(Source data)
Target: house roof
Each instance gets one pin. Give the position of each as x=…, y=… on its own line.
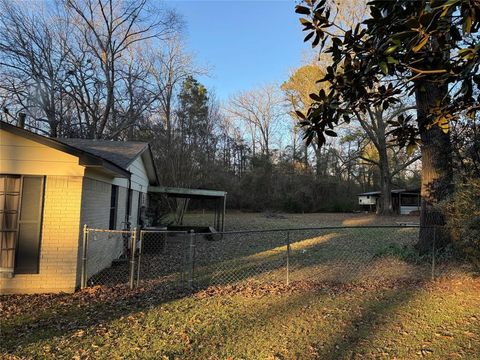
x=121, y=153
x=394, y=191
x=114, y=156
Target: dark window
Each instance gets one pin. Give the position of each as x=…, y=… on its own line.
x=113, y=207
x=21, y=208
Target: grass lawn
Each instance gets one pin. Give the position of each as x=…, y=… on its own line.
x=376, y=314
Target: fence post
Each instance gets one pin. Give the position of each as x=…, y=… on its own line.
x=132, y=256
x=139, y=254
x=433, y=251
x=191, y=259
x=288, y=258
x=83, y=279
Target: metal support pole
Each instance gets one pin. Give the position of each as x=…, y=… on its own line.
x=433, y=251
x=132, y=257
x=83, y=279
x=224, y=211
x=139, y=254
x=191, y=259
x=288, y=258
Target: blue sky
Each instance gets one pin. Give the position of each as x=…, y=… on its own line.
x=246, y=43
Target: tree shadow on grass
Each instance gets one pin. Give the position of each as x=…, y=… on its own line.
x=27, y=319
x=71, y=313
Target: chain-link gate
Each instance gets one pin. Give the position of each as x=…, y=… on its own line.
x=108, y=257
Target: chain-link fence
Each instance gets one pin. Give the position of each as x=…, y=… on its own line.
x=108, y=256
x=323, y=255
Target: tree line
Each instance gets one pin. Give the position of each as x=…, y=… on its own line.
x=103, y=69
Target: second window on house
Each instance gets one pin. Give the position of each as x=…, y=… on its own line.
x=21, y=209
x=113, y=208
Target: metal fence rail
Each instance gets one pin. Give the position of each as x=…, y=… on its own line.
x=320, y=254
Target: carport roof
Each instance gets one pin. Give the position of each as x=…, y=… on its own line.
x=187, y=193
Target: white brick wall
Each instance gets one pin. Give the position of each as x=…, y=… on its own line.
x=59, y=242
x=102, y=247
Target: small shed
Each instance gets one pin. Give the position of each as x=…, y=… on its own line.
x=404, y=201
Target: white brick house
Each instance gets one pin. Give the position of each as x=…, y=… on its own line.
x=50, y=188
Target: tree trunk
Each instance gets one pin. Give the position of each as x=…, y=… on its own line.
x=436, y=167
x=386, y=206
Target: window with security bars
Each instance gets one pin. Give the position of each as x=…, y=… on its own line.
x=21, y=205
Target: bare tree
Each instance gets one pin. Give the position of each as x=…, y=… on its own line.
x=260, y=110
x=105, y=30
x=32, y=63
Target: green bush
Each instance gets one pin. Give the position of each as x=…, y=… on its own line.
x=463, y=218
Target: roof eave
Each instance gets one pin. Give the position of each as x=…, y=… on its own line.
x=84, y=158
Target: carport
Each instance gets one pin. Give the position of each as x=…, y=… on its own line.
x=219, y=197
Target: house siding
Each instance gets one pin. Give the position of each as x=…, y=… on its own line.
x=59, y=242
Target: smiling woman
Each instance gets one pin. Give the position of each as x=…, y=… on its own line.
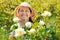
x=25, y=13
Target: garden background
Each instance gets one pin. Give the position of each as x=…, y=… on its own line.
x=7, y=9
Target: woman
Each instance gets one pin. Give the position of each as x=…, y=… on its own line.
x=25, y=13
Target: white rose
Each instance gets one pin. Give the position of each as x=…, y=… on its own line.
x=32, y=31
x=41, y=22
x=19, y=32
x=28, y=24
x=16, y=19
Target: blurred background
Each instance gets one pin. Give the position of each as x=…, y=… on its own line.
x=7, y=8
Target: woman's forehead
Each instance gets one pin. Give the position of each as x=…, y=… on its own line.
x=24, y=8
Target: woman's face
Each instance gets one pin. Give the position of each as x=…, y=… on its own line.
x=24, y=13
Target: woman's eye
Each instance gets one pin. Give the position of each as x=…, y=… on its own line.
x=26, y=11
x=21, y=10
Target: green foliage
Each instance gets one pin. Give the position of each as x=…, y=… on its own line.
x=7, y=9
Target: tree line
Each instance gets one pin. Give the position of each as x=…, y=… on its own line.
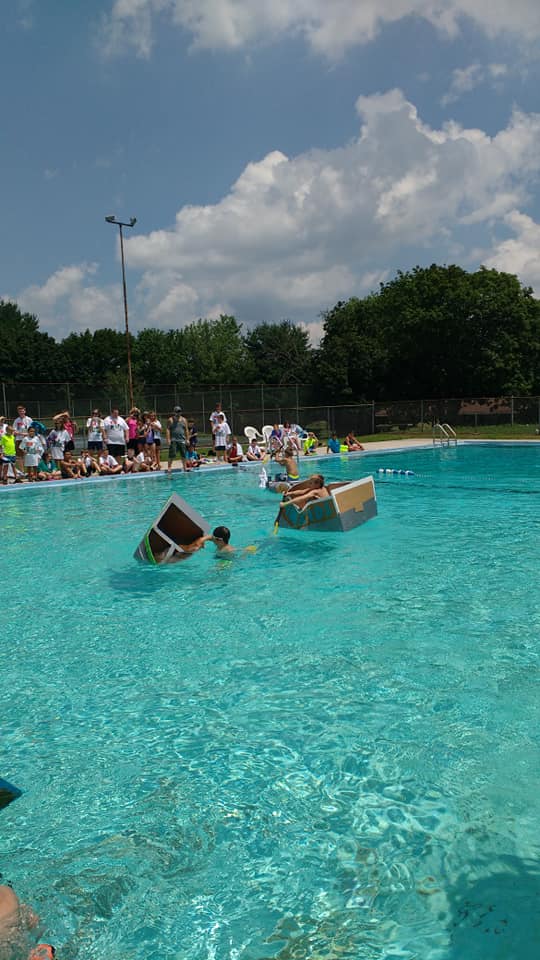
x=432, y=332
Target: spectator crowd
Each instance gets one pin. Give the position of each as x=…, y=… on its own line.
x=117, y=445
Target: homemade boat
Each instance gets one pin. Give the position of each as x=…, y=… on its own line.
x=348, y=505
x=176, y=527
x=8, y=793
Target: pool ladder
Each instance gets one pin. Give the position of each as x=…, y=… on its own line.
x=444, y=434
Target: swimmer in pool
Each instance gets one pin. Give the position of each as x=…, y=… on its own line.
x=220, y=538
x=15, y=921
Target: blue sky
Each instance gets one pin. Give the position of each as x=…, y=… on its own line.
x=279, y=155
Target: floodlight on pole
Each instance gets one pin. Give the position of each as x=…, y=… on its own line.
x=119, y=223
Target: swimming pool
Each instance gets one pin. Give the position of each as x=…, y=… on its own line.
x=328, y=748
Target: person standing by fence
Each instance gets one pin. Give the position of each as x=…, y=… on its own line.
x=177, y=438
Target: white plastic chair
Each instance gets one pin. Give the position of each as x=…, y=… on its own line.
x=253, y=435
x=266, y=432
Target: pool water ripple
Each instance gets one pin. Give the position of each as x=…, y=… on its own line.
x=327, y=748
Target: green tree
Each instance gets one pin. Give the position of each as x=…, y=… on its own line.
x=159, y=356
x=215, y=352
x=26, y=354
x=90, y=356
x=434, y=332
x=280, y=353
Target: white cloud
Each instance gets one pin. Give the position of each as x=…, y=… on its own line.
x=330, y=27
x=68, y=302
x=467, y=78
x=296, y=234
x=519, y=254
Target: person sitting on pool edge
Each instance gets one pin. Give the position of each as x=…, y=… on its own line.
x=317, y=491
x=333, y=445
x=16, y=920
x=287, y=459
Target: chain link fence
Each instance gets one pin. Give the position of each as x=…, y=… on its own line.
x=268, y=404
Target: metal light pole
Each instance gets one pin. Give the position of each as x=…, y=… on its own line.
x=120, y=224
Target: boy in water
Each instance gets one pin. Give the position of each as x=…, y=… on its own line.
x=219, y=537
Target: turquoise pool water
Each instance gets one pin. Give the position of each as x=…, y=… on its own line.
x=326, y=749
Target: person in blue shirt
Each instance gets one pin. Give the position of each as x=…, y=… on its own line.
x=333, y=444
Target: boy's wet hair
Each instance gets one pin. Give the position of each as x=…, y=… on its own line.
x=222, y=533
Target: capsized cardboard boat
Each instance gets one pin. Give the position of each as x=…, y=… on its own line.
x=177, y=526
x=8, y=792
x=348, y=505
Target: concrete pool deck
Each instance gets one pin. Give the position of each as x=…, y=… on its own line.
x=370, y=447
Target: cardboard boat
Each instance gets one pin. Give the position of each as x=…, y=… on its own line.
x=177, y=526
x=348, y=505
x=8, y=792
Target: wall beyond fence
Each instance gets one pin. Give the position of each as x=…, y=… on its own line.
x=270, y=403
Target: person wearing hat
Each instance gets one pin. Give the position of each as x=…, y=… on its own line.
x=177, y=438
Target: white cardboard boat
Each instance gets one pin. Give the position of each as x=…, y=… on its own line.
x=348, y=505
x=176, y=527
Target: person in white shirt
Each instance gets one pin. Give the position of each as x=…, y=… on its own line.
x=107, y=463
x=214, y=419
x=57, y=440
x=222, y=432
x=253, y=451
x=33, y=448
x=234, y=452
x=95, y=427
x=20, y=429
x=115, y=433
x=156, y=428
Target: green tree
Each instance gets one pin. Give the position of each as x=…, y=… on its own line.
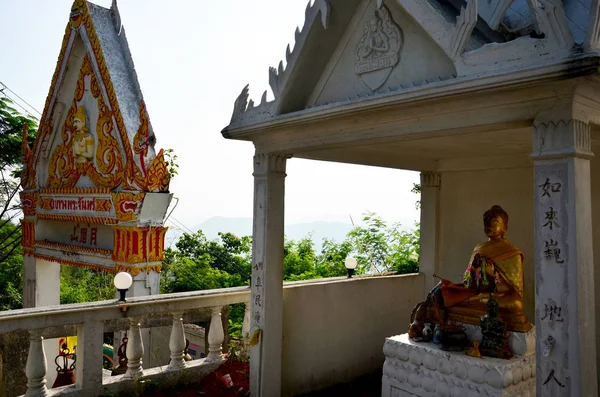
x=383, y=248
x=299, y=260
x=85, y=285
x=11, y=133
x=331, y=262
x=11, y=259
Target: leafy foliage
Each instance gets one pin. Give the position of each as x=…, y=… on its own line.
x=11, y=133
x=85, y=285
x=11, y=259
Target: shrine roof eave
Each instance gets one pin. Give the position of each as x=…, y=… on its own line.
x=575, y=66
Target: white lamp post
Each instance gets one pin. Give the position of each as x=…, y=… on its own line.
x=350, y=265
x=123, y=281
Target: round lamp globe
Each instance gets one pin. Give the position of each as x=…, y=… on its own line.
x=351, y=263
x=123, y=280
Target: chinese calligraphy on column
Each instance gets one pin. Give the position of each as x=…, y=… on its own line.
x=552, y=261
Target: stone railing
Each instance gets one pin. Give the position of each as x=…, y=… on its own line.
x=89, y=321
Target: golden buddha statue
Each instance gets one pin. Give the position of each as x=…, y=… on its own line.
x=83, y=141
x=495, y=271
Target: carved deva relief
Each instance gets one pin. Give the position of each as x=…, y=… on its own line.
x=86, y=150
x=378, y=50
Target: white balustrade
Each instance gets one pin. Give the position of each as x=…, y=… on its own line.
x=36, y=366
x=135, y=350
x=177, y=343
x=91, y=319
x=216, y=336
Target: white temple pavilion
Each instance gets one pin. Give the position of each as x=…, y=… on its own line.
x=490, y=101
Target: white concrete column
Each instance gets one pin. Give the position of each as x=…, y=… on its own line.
x=29, y=281
x=36, y=366
x=134, y=351
x=430, y=207
x=216, y=336
x=88, y=367
x=155, y=354
x=267, y=274
x=45, y=287
x=177, y=343
x=564, y=306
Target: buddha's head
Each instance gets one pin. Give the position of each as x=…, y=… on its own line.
x=79, y=120
x=495, y=222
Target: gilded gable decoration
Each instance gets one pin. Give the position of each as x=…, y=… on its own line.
x=93, y=165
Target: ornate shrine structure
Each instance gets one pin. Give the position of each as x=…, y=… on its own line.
x=95, y=192
x=494, y=102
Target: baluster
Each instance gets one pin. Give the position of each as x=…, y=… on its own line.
x=135, y=351
x=246, y=331
x=35, y=370
x=216, y=336
x=177, y=343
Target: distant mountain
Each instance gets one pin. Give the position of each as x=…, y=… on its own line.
x=243, y=227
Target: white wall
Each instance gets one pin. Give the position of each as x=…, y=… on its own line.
x=334, y=332
x=464, y=197
x=595, y=172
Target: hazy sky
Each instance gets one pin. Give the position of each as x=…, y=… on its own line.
x=193, y=57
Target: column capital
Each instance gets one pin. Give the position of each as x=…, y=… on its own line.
x=431, y=179
x=561, y=138
x=270, y=163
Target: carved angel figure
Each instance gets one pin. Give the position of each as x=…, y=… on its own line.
x=380, y=38
x=83, y=143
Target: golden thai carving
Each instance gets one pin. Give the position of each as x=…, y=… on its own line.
x=28, y=202
x=495, y=271
x=102, y=205
x=79, y=219
x=109, y=154
x=127, y=205
x=141, y=140
x=74, y=248
x=46, y=203
x=107, y=170
x=69, y=262
x=27, y=233
x=76, y=190
x=138, y=244
x=28, y=174
x=83, y=142
x=158, y=174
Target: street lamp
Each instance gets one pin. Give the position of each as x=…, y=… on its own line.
x=350, y=265
x=123, y=281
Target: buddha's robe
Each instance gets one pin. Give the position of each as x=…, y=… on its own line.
x=503, y=268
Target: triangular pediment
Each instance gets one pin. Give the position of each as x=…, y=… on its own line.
x=95, y=131
x=383, y=49
x=411, y=46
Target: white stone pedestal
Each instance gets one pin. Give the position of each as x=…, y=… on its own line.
x=422, y=369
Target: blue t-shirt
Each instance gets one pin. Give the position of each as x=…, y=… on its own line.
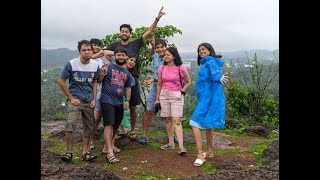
x=113, y=85
x=157, y=62
x=80, y=78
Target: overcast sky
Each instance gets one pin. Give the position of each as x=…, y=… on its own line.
x=229, y=25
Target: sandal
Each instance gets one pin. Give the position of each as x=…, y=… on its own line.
x=88, y=157
x=182, y=151
x=104, y=152
x=67, y=157
x=112, y=159
x=199, y=162
x=120, y=136
x=133, y=136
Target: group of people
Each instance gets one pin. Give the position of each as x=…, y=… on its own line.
x=99, y=90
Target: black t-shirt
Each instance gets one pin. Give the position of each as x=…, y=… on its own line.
x=133, y=47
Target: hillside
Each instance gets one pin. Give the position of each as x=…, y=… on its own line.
x=58, y=57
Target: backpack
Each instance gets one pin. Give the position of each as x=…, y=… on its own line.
x=181, y=80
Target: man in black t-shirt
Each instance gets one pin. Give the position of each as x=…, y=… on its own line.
x=133, y=47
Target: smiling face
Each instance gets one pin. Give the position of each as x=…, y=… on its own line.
x=86, y=52
x=203, y=51
x=120, y=58
x=168, y=57
x=95, y=48
x=125, y=34
x=131, y=62
x=160, y=49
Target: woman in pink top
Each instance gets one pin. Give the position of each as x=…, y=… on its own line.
x=170, y=94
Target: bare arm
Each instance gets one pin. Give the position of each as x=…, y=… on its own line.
x=128, y=97
x=153, y=25
x=103, y=53
x=152, y=43
x=187, y=81
x=94, y=86
x=64, y=88
x=159, y=86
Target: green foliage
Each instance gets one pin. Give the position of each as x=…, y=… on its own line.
x=209, y=168
x=145, y=60
x=250, y=92
x=274, y=134
x=53, y=100
x=257, y=150
x=60, y=116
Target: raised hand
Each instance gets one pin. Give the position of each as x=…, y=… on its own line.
x=224, y=78
x=160, y=13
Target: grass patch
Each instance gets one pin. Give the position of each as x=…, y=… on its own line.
x=60, y=147
x=257, y=150
x=209, y=168
x=274, y=134
x=143, y=175
x=221, y=152
x=45, y=137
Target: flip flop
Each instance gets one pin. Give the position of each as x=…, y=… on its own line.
x=133, y=136
x=199, y=162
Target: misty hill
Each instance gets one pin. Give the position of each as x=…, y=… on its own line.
x=58, y=57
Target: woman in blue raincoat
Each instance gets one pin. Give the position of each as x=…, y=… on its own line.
x=210, y=110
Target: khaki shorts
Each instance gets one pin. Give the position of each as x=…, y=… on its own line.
x=171, y=103
x=83, y=112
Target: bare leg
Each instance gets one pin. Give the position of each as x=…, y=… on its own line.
x=69, y=141
x=147, y=118
x=97, y=119
x=179, y=131
x=209, y=137
x=86, y=145
x=133, y=118
x=108, y=136
x=198, y=140
x=169, y=126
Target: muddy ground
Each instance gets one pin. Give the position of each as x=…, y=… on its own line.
x=153, y=163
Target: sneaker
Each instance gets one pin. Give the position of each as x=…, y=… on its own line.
x=175, y=140
x=167, y=147
x=182, y=151
x=142, y=140
x=88, y=157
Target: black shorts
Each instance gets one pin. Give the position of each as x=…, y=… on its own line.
x=112, y=115
x=135, y=94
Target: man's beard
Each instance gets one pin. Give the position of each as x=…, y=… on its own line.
x=120, y=63
x=124, y=38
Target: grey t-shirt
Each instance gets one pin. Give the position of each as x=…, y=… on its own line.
x=80, y=78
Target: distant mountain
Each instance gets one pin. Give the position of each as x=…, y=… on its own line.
x=58, y=57
x=261, y=53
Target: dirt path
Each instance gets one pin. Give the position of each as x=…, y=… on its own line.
x=232, y=160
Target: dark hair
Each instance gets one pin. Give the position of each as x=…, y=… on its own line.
x=175, y=54
x=126, y=26
x=160, y=41
x=132, y=56
x=120, y=49
x=211, y=50
x=96, y=41
x=80, y=43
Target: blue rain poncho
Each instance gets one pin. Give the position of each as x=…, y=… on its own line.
x=210, y=110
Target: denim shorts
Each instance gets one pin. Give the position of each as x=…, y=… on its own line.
x=151, y=97
x=98, y=104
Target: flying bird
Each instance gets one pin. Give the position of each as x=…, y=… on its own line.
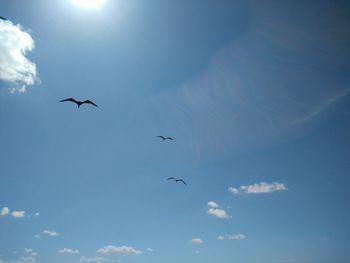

▸ **Your task**
The lines to extract from the data above begin with the line containing "Target: gilded gable decoration" and end with the line containing "Target: hazy sky". Extract them exactly, including both.

▸ **Written reply**
Target: gilded gable decoration
Each instance gets one pin. Give the position of each as x=…, y=… on its own line.
x=93, y=165
Target: ornate shrine structure
Each instance gets one pin. Give the position of each as x=…, y=… on its own line.
x=95, y=192
x=494, y=102
Target: baluster
Each instance gets one pin. Give the position of each as x=…, y=… on its own line.
x=135, y=351
x=246, y=331
x=35, y=370
x=216, y=336
x=177, y=343
Target: distant mountain
Each instance gets one pin. Give the position of each as x=…, y=… on its own line.
x=243, y=227
Target: white wall
Each instance gets one pin. Give the position of each as x=…, y=… on its own line.
x=334, y=332
x=464, y=197
x=595, y=172
Target: hazy sky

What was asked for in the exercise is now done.